TASK OBJECTIVE:
Rewrite the rows below with every "population record" replaced by "survey catalog" and everything else unchanged. Leave the pictures out of your version.

INFORMATION SHOWN:
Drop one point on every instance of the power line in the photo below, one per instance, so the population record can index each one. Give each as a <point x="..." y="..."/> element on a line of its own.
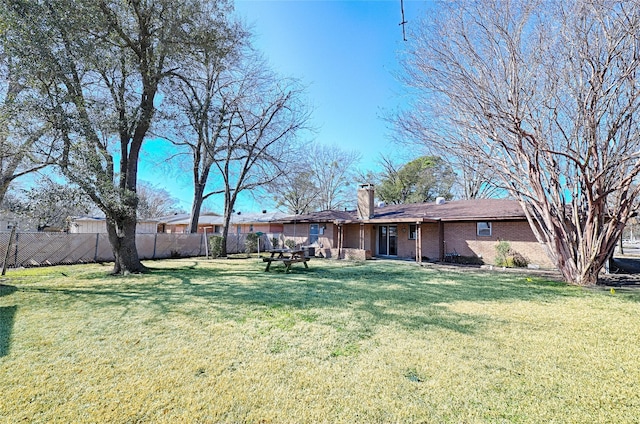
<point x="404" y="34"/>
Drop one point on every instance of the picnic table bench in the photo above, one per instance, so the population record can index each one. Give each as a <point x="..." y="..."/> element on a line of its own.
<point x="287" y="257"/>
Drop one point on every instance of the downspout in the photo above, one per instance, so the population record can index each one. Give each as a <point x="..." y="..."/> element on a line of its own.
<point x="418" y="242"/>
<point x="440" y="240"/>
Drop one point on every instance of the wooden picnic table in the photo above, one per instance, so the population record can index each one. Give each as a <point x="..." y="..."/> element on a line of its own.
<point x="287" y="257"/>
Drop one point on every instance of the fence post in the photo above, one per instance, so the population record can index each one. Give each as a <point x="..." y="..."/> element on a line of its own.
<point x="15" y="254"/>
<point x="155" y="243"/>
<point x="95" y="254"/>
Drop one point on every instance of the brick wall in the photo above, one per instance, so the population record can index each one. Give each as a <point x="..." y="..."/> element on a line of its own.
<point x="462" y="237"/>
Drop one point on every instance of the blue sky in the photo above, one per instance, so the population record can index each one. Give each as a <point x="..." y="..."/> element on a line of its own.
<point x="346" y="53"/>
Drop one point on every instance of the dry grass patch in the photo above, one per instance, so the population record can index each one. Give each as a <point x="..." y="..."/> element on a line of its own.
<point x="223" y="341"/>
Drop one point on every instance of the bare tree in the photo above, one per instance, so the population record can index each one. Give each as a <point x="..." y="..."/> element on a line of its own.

WRITTEN RESPONSE:
Drop one point on every instance of the power line in the photo below, one per instance, so the survey catalog can index each one. Give each as a <point x="..." y="..."/> element on a line of its own.
<point x="404" y="34"/>
Drop one point on every instance of the picnic table bench in the photo above, one per instance, so the survey catalog can index each one. Give each as a <point x="..." y="..."/> element on a line of its own.
<point x="287" y="257"/>
Drop one point on every instance of the downspout in the photo above, one per instance, so the survey catalog can index each one. Give each as a <point x="..." y="..."/> element on a line of its own.
<point x="418" y="242"/>
<point x="440" y="240"/>
Drop one point on every instance of the wooden picnic table in the photo above, one per instance, so the survey catalog can index each one. Give each as a <point x="..." y="..."/> element on a line of its own.
<point x="287" y="257"/>
Drop one point on every instance of the fence post in the photo above, one per instance, so the survey catalog can index each one. Give each as a <point x="..." y="..."/> element on a line of its own.
<point x="15" y="254"/>
<point x="155" y="243"/>
<point x="95" y="254"/>
Drop one point on every instance of the brick wall in the photo above, one per instance, so the survey catalog can index each one. Give each as a <point x="..." y="..."/> element on a line of its own.
<point x="462" y="237"/>
Drop one point on every instance of the blue sky in the photo above, one per instance, so the survey catalog can index each one. Give each as a <point x="..." y="..."/> element on a line of its own.
<point x="346" y="53"/>
Drop one point on every instance of the dry grass patch in the photo above, one per instance, so the survey catalog can index each one. Give each as a <point x="..." y="..."/> element on a line of its own.
<point x="223" y="341"/>
Drop one point on every instance of the bare tree in the photo above, one per instance, so the survey catalog can index each one. Give each as a <point x="..." y="..."/> element on a line of its own.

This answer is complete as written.